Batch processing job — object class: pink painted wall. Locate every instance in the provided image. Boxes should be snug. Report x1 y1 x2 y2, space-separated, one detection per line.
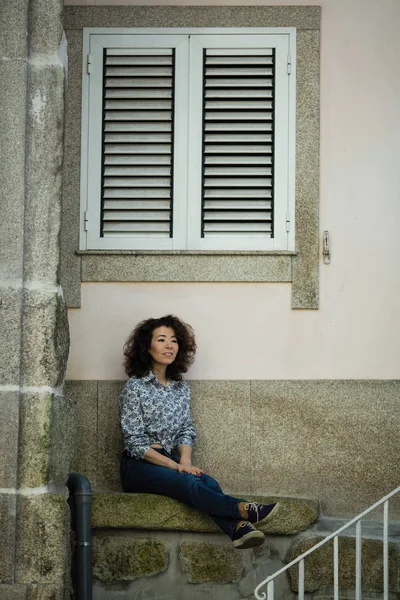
65 0 400 379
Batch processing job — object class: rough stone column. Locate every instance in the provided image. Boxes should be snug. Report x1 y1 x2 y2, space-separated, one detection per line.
0 0 72 600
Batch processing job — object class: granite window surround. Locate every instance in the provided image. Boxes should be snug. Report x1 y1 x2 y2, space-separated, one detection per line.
61 6 321 309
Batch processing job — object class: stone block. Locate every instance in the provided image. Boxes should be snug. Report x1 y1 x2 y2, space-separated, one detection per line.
246 496 319 535
18 393 56 488
16 494 70 588
0 494 16 584
29 0 63 58
18 392 73 487
92 494 318 535
0 290 22 385
0 391 19 488
82 251 292 282
0 57 26 283
92 494 219 532
190 381 252 492
93 536 169 582
22 290 69 388
64 381 98 488
0 585 28 600
179 542 244 583
286 536 400 593
292 30 320 309
251 380 400 518
60 31 82 308
0 0 28 59
26 585 72 600
49 395 75 484
97 381 125 491
24 61 65 286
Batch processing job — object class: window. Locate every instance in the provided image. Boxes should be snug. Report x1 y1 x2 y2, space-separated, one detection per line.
81 28 295 251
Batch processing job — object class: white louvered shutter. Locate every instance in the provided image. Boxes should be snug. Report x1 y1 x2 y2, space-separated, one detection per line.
191 35 289 250
201 49 275 237
101 48 174 239
81 29 295 250
82 33 188 250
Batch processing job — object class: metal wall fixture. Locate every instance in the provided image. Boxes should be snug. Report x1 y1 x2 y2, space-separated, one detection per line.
67 473 92 600
322 231 331 265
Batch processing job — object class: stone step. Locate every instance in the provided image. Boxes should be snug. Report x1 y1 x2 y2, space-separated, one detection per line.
286 535 400 593
92 493 319 535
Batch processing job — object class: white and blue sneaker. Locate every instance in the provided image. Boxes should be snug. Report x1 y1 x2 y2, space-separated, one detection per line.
244 502 280 527
232 521 265 550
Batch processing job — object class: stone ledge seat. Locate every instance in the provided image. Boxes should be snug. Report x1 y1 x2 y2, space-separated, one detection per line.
92 492 319 535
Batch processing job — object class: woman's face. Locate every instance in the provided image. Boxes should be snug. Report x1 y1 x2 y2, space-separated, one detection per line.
149 327 179 366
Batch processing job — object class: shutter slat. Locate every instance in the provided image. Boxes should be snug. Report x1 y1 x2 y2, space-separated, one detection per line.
103 188 171 200
204 188 272 200
104 166 171 177
205 122 272 133
104 110 172 121
205 154 272 166
204 222 272 234
104 88 172 100
204 144 272 155
103 210 170 221
205 107 273 120
206 99 272 110
204 210 271 223
103 221 170 237
202 49 275 238
104 143 171 155
105 77 172 88
104 154 171 165
204 166 272 176
106 53 172 67
204 177 272 188
103 199 169 211
205 133 272 143
104 121 172 133
204 88 273 99
103 177 171 187
104 132 171 144
204 199 272 210
207 55 273 65
105 99 171 109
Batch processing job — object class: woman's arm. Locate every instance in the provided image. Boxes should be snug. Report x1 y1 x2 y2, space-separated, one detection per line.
119 382 151 458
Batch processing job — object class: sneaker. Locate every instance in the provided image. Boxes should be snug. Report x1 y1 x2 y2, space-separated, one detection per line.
232 521 265 550
245 502 280 527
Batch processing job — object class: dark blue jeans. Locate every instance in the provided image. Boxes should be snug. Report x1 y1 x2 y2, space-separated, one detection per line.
121 448 243 539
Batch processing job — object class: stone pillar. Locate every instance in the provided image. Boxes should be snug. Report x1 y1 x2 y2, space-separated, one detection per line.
0 0 72 600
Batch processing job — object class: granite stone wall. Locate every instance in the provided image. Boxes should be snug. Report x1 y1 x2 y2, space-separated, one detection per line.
66 380 400 519
0 0 72 600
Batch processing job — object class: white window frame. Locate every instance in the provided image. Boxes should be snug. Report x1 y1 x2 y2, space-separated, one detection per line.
80 28 296 251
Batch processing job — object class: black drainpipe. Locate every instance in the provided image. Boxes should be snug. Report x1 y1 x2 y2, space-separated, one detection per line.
67 473 92 600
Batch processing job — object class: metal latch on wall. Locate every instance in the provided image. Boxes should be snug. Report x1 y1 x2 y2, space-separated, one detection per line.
322 231 331 265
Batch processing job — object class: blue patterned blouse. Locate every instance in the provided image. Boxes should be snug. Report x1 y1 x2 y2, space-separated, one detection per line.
119 371 196 458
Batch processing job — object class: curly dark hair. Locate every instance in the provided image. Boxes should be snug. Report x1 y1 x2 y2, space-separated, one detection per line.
124 315 196 381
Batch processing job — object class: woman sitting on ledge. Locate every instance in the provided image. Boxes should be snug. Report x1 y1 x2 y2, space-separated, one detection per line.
119 315 279 549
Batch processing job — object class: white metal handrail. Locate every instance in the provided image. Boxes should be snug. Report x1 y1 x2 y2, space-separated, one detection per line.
254 487 400 600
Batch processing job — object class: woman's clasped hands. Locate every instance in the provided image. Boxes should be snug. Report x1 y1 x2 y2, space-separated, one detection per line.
176 460 205 475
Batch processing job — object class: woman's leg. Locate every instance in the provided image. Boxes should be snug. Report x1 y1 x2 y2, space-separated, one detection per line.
121 456 243 538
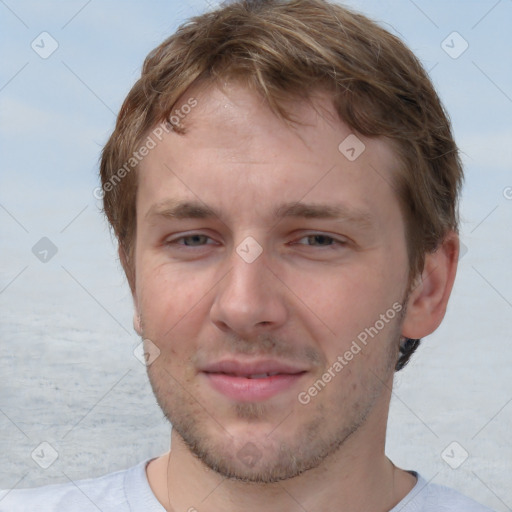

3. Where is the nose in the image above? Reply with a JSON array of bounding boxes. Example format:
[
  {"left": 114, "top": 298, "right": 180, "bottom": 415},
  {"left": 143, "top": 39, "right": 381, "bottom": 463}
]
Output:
[{"left": 210, "top": 243, "right": 288, "bottom": 338}]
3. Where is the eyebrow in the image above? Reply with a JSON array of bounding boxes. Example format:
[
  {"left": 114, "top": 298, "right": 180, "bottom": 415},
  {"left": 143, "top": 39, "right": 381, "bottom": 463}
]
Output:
[{"left": 146, "top": 199, "right": 374, "bottom": 228}]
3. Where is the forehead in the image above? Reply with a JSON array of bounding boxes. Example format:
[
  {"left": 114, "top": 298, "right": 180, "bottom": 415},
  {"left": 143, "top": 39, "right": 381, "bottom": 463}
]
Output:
[{"left": 138, "top": 83, "right": 397, "bottom": 226}]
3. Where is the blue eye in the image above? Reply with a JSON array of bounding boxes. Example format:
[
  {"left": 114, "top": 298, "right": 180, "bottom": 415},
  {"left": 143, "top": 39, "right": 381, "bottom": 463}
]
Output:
[
  {"left": 299, "top": 234, "right": 346, "bottom": 247},
  {"left": 167, "top": 233, "right": 211, "bottom": 247}
]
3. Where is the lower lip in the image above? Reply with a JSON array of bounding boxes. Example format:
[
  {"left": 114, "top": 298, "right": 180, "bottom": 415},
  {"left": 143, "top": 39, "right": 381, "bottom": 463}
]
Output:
[{"left": 204, "top": 372, "right": 305, "bottom": 402}]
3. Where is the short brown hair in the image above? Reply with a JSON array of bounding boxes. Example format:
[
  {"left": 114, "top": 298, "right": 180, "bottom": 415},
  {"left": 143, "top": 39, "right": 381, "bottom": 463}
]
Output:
[{"left": 100, "top": 0, "right": 463, "bottom": 367}]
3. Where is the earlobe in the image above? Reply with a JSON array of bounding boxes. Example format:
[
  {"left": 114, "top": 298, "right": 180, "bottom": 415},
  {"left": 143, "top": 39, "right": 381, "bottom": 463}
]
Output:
[{"left": 402, "top": 231, "right": 459, "bottom": 339}]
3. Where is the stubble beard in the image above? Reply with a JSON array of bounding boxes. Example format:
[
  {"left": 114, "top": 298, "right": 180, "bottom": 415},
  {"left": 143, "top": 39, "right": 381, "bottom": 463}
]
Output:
[{"left": 144, "top": 322, "right": 401, "bottom": 484}]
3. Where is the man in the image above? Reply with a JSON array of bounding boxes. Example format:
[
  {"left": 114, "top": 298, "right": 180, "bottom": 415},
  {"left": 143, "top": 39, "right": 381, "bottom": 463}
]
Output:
[{"left": 0, "top": 0, "right": 496, "bottom": 512}]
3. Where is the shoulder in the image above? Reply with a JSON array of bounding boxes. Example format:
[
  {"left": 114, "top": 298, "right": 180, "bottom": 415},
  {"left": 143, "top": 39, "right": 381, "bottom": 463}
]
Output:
[
  {"left": 0, "top": 466, "right": 134, "bottom": 512},
  {"left": 391, "top": 473, "right": 493, "bottom": 512}
]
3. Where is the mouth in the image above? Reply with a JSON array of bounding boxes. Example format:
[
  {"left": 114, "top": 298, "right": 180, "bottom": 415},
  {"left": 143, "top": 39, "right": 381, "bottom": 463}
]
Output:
[{"left": 201, "top": 360, "right": 308, "bottom": 402}]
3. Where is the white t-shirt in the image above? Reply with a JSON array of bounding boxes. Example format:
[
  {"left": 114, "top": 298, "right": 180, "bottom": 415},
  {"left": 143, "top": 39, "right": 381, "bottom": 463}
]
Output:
[{"left": 0, "top": 459, "right": 492, "bottom": 512}]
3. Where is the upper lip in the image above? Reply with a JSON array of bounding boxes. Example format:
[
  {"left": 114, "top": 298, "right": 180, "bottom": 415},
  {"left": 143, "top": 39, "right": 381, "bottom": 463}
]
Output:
[{"left": 201, "top": 359, "right": 307, "bottom": 377}]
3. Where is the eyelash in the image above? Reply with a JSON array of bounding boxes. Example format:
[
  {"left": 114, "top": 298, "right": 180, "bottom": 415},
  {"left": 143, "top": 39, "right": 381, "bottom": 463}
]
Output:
[{"left": 165, "top": 233, "right": 347, "bottom": 247}]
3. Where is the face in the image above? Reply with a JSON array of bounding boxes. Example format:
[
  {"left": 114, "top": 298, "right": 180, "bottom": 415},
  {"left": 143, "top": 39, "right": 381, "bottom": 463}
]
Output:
[{"left": 134, "top": 84, "right": 408, "bottom": 482}]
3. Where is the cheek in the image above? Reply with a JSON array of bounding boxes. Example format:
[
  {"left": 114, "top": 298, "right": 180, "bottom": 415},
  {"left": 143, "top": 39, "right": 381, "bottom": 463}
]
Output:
[{"left": 137, "top": 262, "right": 214, "bottom": 346}]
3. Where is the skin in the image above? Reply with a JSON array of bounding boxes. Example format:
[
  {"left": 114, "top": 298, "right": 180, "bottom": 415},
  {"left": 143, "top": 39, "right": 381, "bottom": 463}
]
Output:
[{"left": 125, "top": 83, "right": 458, "bottom": 512}]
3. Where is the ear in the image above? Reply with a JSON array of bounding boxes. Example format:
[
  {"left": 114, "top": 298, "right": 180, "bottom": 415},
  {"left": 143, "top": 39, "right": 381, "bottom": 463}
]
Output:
[
  {"left": 402, "top": 231, "right": 459, "bottom": 339},
  {"left": 117, "top": 244, "right": 142, "bottom": 337}
]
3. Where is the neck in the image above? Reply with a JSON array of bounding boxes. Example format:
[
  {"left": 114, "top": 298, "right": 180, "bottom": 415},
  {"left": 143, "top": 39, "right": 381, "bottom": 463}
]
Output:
[{"left": 147, "top": 428, "right": 416, "bottom": 512}]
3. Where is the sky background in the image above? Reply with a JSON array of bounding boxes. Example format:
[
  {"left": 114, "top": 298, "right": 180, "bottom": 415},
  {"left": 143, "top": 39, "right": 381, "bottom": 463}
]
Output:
[{"left": 0, "top": 0, "right": 512, "bottom": 511}]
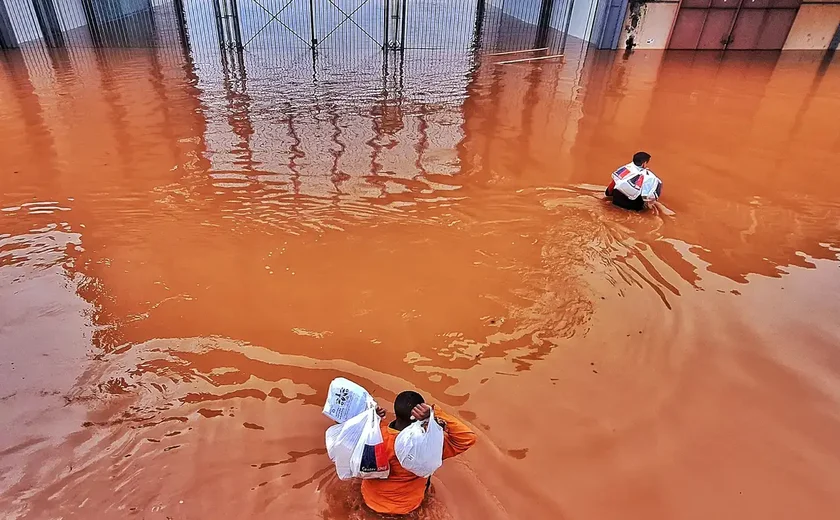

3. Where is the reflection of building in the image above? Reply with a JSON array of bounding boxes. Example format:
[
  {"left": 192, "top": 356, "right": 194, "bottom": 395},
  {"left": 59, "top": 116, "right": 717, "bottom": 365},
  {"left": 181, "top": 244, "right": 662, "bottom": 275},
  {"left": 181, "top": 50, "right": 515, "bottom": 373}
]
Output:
[{"left": 459, "top": 47, "right": 840, "bottom": 281}]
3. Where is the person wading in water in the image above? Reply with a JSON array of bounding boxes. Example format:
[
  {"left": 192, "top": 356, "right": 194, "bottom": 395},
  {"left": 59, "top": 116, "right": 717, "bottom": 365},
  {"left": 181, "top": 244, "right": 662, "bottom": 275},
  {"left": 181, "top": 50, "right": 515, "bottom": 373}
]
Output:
[
  {"left": 362, "top": 391, "right": 476, "bottom": 515},
  {"left": 604, "top": 152, "right": 662, "bottom": 211}
]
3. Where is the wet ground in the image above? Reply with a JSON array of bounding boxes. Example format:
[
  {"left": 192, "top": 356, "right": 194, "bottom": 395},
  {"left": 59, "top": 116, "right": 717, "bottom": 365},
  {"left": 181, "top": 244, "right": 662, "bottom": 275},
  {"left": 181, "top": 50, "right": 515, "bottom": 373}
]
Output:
[{"left": 0, "top": 37, "right": 840, "bottom": 520}]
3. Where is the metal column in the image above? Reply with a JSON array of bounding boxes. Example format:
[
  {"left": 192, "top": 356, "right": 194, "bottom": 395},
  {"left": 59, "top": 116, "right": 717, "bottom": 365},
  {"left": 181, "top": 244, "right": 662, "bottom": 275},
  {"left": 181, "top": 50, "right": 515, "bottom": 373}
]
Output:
[
  {"left": 472, "top": 0, "right": 487, "bottom": 51},
  {"left": 82, "top": 0, "right": 102, "bottom": 47},
  {"left": 534, "top": 0, "right": 554, "bottom": 49},
  {"left": 0, "top": 0, "right": 18, "bottom": 49},
  {"left": 32, "top": 0, "right": 64, "bottom": 47}
]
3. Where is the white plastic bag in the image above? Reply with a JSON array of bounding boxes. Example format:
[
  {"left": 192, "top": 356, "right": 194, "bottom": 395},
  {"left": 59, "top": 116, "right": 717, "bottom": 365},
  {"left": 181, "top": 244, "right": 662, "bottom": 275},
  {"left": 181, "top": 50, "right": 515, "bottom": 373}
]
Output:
[
  {"left": 642, "top": 170, "right": 662, "bottom": 202},
  {"left": 324, "top": 377, "right": 373, "bottom": 423},
  {"left": 326, "top": 406, "right": 391, "bottom": 480},
  {"left": 394, "top": 410, "right": 443, "bottom": 478}
]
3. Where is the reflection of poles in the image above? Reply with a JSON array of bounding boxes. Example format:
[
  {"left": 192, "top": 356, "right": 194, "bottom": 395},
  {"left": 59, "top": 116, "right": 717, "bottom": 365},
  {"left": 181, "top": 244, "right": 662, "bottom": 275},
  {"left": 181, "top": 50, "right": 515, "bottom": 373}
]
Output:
[
  {"left": 0, "top": 0, "right": 18, "bottom": 50},
  {"left": 309, "top": 0, "right": 318, "bottom": 51},
  {"left": 560, "top": 0, "right": 575, "bottom": 54},
  {"left": 32, "top": 0, "right": 64, "bottom": 47},
  {"left": 222, "top": 49, "right": 256, "bottom": 171}
]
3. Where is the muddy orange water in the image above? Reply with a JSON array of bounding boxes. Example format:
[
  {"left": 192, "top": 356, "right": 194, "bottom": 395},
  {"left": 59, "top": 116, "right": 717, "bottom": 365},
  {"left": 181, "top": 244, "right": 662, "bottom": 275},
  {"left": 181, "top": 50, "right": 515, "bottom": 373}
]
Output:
[{"left": 0, "top": 44, "right": 840, "bottom": 520}]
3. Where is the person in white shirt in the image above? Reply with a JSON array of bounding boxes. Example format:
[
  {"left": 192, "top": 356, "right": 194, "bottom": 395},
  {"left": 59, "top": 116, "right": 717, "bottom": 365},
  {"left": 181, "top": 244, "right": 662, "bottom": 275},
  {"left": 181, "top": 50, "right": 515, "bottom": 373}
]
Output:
[{"left": 604, "top": 152, "right": 662, "bottom": 211}]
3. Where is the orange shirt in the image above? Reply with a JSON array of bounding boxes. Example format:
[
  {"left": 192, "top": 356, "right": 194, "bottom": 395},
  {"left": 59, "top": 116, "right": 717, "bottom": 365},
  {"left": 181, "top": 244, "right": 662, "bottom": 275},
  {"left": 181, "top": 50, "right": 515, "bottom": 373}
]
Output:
[{"left": 362, "top": 406, "right": 476, "bottom": 515}]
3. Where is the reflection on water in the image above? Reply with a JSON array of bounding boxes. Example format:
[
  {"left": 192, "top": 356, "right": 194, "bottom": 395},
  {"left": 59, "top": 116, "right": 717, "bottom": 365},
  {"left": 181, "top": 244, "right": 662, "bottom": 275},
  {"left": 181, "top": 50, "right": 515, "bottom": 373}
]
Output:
[{"left": 0, "top": 27, "right": 840, "bottom": 519}]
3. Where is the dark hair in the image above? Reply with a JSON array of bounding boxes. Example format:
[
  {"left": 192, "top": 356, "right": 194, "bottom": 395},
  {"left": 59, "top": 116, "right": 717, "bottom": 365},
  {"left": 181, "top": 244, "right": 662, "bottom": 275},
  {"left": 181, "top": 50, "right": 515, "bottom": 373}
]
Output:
[
  {"left": 633, "top": 152, "right": 650, "bottom": 166},
  {"left": 394, "top": 390, "right": 426, "bottom": 421}
]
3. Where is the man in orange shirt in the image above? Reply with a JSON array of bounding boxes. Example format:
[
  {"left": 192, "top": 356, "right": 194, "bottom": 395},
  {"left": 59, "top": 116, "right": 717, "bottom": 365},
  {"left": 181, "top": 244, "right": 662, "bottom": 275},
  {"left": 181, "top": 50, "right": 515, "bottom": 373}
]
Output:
[{"left": 362, "top": 391, "right": 476, "bottom": 515}]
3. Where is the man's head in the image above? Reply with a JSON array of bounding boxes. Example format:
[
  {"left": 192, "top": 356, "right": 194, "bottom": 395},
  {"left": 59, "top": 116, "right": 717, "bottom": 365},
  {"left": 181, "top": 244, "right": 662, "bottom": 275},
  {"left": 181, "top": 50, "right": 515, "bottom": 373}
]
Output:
[
  {"left": 633, "top": 152, "right": 650, "bottom": 168},
  {"left": 394, "top": 390, "right": 426, "bottom": 423}
]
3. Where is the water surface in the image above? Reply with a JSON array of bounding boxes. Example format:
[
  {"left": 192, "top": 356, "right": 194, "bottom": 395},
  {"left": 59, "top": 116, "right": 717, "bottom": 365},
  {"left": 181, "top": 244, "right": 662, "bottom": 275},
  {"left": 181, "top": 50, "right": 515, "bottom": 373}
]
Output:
[{"left": 0, "top": 43, "right": 840, "bottom": 519}]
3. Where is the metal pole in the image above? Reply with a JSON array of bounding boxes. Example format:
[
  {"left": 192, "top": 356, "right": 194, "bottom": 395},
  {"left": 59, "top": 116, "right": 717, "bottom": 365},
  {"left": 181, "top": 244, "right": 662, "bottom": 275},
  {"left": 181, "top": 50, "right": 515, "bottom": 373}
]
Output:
[
  {"left": 82, "top": 0, "right": 102, "bottom": 47},
  {"left": 473, "top": 0, "right": 486, "bottom": 51},
  {"left": 0, "top": 0, "right": 18, "bottom": 49},
  {"left": 172, "top": 0, "right": 190, "bottom": 48},
  {"left": 382, "top": 0, "right": 391, "bottom": 50},
  {"left": 400, "top": 0, "right": 408, "bottom": 50},
  {"left": 534, "top": 0, "right": 554, "bottom": 48},
  {"left": 560, "top": 0, "right": 575, "bottom": 54},
  {"left": 309, "top": 0, "right": 318, "bottom": 51},
  {"left": 32, "top": 0, "right": 64, "bottom": 47},
  {"left": 230, "top": 0, "right": 242, "bottom": 50},
  {"left": 213, "top": 0, "right": 225, "bottom": 49}
]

......

PROBLEM STATEMENT:
Rescale the data from its first line through the line containing "65 0 400 379", rewriting every line except the picture, with all other text unchanged. Multiply each bounding-box coordinate in the answer by 1.95 and round it to a whole number, rounding halves up.

WRITTEN ANSWER:
Batch processing job — object class: pink painted wall. Locate every instance in the provided image. Boxes should be snug. Report x1 y1 x2 y2, space-separated, one detection per line.
127 0 780 739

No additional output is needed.